Exercises to complete
**1)** Copy word for word the part of the book review below that opens with the words containing "OK, so my only" and closes with "closes that case.".
**2)** Please translate this sentence from the book review below into Spanish: "Shay provides, I think, excellent evidence that dehumanizing enemy soldiers is ultimately demoralizing and traumatizing for soldiers."
**3)** Answer these questions using the book review below.
(a) Which book of the Bible does the reviewer point to in place of David and Goliath?
(b) What does the reviewer say Shay does less well at demonstrating?
(c) From whom did the reviewer learn about this book?

Passage given
2. If you’ve read about religious rhetoric in the Civil War, or (say) read The Song of Roland, you will easily suss what’s wrong with this chapter.
3. Blaming dehumanization on Christianity absolves actual racism, yo! The Vietnamese just become generic furriners, Philistines, with no attention whatsoever to the specific history of racism in the West.
4. Guy didn’t even pick the most hardcore Biblical passages to fight. David and Goliath? Whatever, dude, read the Book of Joshua….
5. Christianity is not Judaism. It isn’t not-Judaism, either; but you can’t write about Christianity and its relationship to enemies! and pretend the New Testament never happened.
(pant, pant)
OK, so my only substantive problem with his discussion of dehumanization (as vs. the annoying anti-Christian digression) is that I’d like more evidence that it isn’t optimistic. Shay provides, I think, excellent evidence that dehumanizing enemy soldiers is ultimately demoralizing and traumatizing for soldiers. He does less well demonstrating that dehumanizing “enemy” women is similarly harmful for soldiers. I would really like to be able to say, “If you rape Iraqi women you will be much more likely to come home broken on the inside.” But I don’t think Shay closes that case.
Overall: This is an immensely important book. It’s also very easy to read. Very plain-spoken and clear. It’s compassionate, its literary judgment is acute–really what more do you need to know? You should read it. (ps: I learned about this book–and John Keegan’s Mask of Command–from Minisinoo.)

Records shown
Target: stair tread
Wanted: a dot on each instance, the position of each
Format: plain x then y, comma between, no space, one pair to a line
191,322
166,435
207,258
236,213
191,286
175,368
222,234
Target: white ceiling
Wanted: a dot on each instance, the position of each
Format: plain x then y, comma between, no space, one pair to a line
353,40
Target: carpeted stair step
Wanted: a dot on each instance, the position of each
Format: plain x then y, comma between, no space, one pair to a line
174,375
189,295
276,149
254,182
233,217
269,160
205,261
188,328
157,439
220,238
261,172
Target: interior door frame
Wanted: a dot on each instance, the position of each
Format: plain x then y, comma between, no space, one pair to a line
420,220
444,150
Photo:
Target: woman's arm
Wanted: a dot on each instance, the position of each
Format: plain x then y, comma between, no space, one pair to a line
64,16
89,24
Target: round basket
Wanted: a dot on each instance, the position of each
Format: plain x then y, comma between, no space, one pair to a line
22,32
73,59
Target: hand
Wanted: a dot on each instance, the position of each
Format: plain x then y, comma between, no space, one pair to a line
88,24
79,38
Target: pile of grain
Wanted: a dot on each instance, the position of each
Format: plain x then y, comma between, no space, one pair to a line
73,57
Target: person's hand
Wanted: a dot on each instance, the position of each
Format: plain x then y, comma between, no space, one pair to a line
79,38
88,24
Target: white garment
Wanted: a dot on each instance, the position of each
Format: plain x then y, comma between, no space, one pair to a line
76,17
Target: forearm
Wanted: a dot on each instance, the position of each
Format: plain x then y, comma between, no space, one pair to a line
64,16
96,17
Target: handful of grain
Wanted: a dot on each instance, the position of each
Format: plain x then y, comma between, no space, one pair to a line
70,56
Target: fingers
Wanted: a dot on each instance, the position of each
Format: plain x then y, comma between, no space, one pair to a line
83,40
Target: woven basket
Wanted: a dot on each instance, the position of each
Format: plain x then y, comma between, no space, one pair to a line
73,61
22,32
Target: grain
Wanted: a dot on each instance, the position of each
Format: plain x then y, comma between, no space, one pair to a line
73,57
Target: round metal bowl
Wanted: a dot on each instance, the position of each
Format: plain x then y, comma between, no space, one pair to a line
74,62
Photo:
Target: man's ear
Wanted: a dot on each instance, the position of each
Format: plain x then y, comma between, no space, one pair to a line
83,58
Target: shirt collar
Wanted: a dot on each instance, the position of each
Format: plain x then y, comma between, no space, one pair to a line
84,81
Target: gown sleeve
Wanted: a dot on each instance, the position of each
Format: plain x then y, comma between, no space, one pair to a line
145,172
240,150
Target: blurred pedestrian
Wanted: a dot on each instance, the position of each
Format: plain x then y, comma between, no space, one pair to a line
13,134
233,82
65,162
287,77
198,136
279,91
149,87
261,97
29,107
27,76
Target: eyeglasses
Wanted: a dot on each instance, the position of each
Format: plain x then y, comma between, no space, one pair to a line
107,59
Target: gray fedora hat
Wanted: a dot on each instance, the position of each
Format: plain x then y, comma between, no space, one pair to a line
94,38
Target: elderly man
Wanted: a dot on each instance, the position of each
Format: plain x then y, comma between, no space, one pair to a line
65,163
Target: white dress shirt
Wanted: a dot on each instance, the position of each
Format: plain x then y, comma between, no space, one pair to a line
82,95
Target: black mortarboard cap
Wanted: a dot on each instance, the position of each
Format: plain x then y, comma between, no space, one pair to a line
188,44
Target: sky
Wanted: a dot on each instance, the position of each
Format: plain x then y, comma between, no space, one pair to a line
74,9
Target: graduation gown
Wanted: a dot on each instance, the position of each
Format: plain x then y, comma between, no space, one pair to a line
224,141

Answers by task
**1)**
OK, so my only substantive problem with his discussion of dehumanization (as vs. the annoying anti-Christian digression) is that I’d like more evidence that it isn’t optimistic. Shay provides, I think, excellent evidence that dehumanizing enemy soldiers is ultimately demoralizing and traumatizing for soldiers. He does less well demonstrating that dehumanizing “enemy” women is similarly harmful for soldiers. I would really like to be able to say, “If you rape Iraqi women you will be much more likely to come home broken on the inside.” But I don’t think Shay closes that case.

**2)** Shay aporta, creo, pruebas excelentes de que deshumanizar a los soldados enemigos resulta, en última instancia, desmoralizador y traumatizante para los soldados.

**3)**
(a) The Book of Joshua.
(b) That dehumanizing "enemy" women is similarly harmful for soldiers.
(c) Minisinoo.